Open MPI logo

Open MPI User's Mailing List Archives

  |   Home   |   Support   |   FAQ   |   all Open MPI User's mailing list

From: Michael Kluskens (mklus_at_[hidden])
Date: 2006-10-03 10:53:58


Summary:

OpenMPI 1.1.1 and 1.3a1r11943 have different bugs with regards to
BLACS 1.1p3.

1.3 fails where 1.1.1 passes and vice-versus.

(1.1.1): Integer, real, double precision SDRV tests fail cases 1 &
51, then lots of errors until Integer SUM test then all tests pass.

(1.3): No errors until it crashes on the Complex AMX test (which is
after the Integer Sum test).

System configuration: Debian 3.1r3 on dual opteron, gcc 3.3.5, Intel
ifort 9.1.032.

On Oct 3, 2006, at 2:44 AM, Åke Sandgren wrote:

> On Mon, 2006-10-02 at 18:39 -0400, Michael Kluskens wrote:
>> OpenMPI, BLACS, and blacstester built just fine. Tester reports
>> errors for integer and real cases #1 and #51 and more for the other
>> types..

■ Collected data
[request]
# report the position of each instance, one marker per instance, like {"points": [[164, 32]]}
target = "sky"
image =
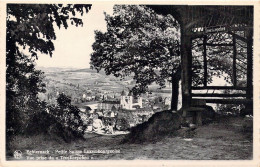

■ Instructions to follow
Reproduce the passage of the mailing list post from "(1.1.1): Integer, real, double" up to and including "Integer Sum test).".

■ Expected answer
(1.1.1): Integer, real, double precision SDRV tests fail cases 1 &
51, then lots of errors until Integer SUM test then all tests pass.

(1.3): No errors until it crashes on the Complex AMX test (which is
after the Integer Sum test).